→ Aim
According to the data engineering blog post, what can sometimes require more art than science?

→ Passage provided
▼
Dennis and Jim's Data Engineering Blog: Using a Pivot to Derive Semi-Additive Measures for a Periodic Snapshot Fact

Data Modeling can sometimes require more art than science, in that you need to have some kind of creativity when dealing with the "medium" you have been provided. With some source systems you will have complete control over what the data will look like when it gets sent to the data warehouse. Sometimes, you just have to suck it up and deal with what ever format the source system provides you. But with this, comes opportunity. Sometimes not dealing with a third normal form table, and up, can allow you to have everything you need in one neat package. This means dimensions, with attributes, and facts, with measures, that can be derived from 1 piece of data.
▲
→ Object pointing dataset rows
▼
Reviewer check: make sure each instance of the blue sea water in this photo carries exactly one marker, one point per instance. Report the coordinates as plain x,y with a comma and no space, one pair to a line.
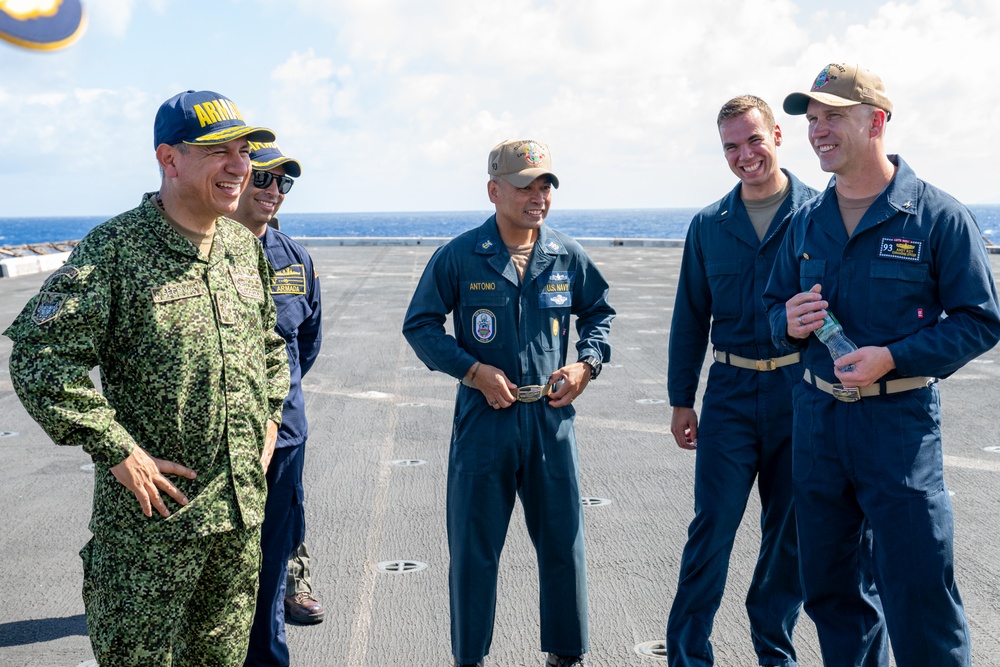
658,223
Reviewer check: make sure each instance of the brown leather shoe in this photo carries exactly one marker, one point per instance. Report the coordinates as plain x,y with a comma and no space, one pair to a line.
304,608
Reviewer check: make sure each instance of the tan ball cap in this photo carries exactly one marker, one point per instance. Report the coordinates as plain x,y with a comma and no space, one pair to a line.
521,161
842,86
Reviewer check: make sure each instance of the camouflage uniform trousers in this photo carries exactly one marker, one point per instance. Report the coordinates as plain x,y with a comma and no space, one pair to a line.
169,603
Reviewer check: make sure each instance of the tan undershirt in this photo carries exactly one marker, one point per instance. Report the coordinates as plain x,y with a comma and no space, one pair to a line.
202,242
761,211
521,255
852,210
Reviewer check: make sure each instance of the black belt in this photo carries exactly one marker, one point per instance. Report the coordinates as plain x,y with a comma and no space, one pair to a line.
852,394
756,364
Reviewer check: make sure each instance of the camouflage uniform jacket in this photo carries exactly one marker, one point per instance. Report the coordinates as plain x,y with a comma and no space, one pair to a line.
191,367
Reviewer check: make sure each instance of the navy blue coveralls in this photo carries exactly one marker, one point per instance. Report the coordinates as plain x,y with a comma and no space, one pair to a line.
528,449
916,256
745,430
296,295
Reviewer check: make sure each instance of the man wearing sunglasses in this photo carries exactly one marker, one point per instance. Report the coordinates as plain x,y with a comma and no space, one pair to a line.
169,299
296,294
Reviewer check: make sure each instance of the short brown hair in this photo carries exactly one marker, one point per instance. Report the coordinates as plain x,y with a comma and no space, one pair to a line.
742,104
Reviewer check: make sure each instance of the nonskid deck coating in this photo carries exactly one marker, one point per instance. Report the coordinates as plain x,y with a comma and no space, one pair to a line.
371,402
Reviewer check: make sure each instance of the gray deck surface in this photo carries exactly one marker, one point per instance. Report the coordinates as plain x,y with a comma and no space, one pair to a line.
371,402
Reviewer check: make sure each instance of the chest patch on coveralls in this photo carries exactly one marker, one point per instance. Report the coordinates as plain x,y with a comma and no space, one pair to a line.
484,325
289,280
900,249
557,290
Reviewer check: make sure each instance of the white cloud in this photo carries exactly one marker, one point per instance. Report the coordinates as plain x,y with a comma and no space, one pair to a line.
394,105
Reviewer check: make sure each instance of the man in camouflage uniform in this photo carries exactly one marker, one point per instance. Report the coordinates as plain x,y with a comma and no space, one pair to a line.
168,300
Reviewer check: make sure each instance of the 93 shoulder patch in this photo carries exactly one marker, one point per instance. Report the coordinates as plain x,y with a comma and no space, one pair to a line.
48,307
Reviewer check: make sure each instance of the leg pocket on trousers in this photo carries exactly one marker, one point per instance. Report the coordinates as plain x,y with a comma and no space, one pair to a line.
803,417
907,445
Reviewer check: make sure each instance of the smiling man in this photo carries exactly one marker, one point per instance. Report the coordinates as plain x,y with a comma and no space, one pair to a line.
903,267
746,426
296,293
513,285
169,301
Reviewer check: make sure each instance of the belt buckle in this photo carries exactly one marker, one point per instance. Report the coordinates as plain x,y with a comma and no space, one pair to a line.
765,364
846,394
529,393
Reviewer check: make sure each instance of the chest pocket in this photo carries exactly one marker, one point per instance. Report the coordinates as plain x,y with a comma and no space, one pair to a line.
247,283
727,295
898,296
483,309
811,271
555,303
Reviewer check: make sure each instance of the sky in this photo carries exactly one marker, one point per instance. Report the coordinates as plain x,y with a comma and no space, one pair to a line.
393,105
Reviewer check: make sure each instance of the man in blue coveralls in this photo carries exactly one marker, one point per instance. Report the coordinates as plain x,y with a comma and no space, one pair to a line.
296,295
513,284
746,427
903,266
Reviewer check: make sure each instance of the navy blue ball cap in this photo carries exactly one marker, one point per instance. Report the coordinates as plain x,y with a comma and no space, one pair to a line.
203,117
265,156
▲
→ Result below
Data modeling.